**Problem details:**
Lines in the listing below may contain the word "Wanted". State how many do, and nothing more.
----
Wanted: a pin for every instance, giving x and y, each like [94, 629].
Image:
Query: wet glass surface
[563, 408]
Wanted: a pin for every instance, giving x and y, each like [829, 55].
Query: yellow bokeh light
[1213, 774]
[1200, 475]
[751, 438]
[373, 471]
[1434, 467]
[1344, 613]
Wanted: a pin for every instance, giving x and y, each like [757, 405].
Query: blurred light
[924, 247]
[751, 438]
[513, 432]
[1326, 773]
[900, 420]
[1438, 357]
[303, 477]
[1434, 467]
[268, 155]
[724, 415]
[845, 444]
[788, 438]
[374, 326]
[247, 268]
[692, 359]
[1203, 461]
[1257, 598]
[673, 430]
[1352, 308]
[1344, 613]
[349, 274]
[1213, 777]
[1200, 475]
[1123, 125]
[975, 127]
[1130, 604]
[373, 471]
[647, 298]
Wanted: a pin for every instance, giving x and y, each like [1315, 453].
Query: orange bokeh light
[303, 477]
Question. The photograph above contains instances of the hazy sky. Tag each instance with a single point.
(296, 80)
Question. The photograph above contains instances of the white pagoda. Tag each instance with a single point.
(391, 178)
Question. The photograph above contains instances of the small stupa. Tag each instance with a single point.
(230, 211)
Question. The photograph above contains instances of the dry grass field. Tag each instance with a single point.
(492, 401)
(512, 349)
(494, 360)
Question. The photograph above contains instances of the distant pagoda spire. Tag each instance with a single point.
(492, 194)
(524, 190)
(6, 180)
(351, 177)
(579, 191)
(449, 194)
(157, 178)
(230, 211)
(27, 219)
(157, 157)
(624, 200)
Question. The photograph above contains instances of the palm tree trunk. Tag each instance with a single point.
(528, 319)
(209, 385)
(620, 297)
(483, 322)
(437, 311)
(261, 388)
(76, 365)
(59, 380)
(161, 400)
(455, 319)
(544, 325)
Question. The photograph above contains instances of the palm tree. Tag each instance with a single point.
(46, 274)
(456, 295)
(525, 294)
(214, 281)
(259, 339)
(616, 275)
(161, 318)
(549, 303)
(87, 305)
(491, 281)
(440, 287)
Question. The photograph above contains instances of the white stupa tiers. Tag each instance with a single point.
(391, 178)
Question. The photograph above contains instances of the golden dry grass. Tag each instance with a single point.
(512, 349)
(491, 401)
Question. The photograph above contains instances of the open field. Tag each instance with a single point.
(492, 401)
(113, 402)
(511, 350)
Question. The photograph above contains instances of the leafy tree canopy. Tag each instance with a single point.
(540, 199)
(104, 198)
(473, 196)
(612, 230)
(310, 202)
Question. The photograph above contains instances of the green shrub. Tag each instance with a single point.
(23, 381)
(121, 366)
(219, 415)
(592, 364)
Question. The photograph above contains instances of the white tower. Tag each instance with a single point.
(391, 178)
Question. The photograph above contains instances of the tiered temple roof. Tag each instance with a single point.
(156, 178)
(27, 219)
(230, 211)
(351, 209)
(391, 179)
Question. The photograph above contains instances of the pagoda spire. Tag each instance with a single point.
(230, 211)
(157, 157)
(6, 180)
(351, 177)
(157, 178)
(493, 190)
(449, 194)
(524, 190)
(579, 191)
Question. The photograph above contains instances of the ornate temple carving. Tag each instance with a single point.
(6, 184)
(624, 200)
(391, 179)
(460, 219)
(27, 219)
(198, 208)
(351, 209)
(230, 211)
----
**Response:**
4